-------- Extrait à lire --------
Quand Monsieur de VILLEPIN s’inquiète du lieu où vont dormir des salariés devenus SDF, c’est qu’il n’a pas entendu ce que nous disons avec toutes les associations mobilisées sur le terrain. Il est inadmissible qu’un salarié ne puisse vivre dignement de son travail. Nous ne pouvons être simplement dans la gestion de l’urgence face à la misère, nous avons besoin que toutes ces femmes, tous ces hommes aient un salaire décent.
Ce dont souffrent les populations qui ont été victimes de ces violences sur leurs biens, ou ceux qui accueillent les services publics, c’est d’un chômage dont il est de plus en plus difficile de sortir, c’est donc de création d’emploi dont ont besoin ces habitants, de possibilité de faire une formation qualifiante rémunérée pour retrouver l’emploi. Comme le disait notre Congrès départemental ce matin, nos collectivités ont besoin de plus d’Etat et particulièrement dans ces domaines.
Bien souvent, l’action menée au niveau communal avec le soutien de l’intercommunalité, mais aussi le conseil général et régional est décisive pour empêcher une dégradation beaucoup plus grande de la vie des familles populaires.
-------- Données fournies --------
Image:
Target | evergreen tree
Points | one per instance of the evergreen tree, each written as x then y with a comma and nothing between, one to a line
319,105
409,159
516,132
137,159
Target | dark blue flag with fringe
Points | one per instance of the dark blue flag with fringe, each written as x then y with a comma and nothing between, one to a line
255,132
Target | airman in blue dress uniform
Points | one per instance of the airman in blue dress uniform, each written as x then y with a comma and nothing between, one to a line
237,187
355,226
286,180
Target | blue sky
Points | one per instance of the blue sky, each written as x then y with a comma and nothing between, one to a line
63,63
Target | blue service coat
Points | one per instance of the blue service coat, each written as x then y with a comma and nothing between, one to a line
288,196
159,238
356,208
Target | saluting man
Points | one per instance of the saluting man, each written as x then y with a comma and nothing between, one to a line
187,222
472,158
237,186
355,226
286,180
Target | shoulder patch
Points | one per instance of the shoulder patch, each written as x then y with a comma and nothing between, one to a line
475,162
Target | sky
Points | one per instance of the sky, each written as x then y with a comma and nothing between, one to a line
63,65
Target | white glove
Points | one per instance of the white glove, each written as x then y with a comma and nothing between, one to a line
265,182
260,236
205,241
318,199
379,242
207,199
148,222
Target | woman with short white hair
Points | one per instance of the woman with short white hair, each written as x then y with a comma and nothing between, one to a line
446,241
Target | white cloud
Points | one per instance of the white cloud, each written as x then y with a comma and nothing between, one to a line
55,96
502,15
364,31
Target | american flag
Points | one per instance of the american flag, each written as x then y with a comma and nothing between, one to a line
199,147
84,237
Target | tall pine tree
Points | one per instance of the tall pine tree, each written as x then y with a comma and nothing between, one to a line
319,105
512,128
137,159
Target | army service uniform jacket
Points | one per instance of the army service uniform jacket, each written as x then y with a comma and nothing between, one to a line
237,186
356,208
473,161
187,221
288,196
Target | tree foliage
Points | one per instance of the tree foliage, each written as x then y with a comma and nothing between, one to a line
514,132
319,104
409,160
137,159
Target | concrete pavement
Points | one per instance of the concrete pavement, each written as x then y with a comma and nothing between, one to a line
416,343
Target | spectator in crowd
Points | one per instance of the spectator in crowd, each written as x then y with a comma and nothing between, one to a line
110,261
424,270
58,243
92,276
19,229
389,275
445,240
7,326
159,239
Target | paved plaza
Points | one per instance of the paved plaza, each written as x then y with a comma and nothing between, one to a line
--------
Série d'exercices
- A) Reproduisez fidèlement tout le passage de l'extrait allant de « Bien souvent, l’action » jusqu'à « des familles populaires. ».
- B) D'après l'extrait, qu'est-il inadmissible qu'un salarié ne puisse pas faire ?

Les réponses
- A)
Bien souvent, l’action menée au niveau communal avec le soutien de l’intercommunalité, mais aussi le conseil général et régional est décisive pour empêcher une dégradation beaucoup plus grande de la vie des familles populaires.

- B) Vivre dignement de son travail.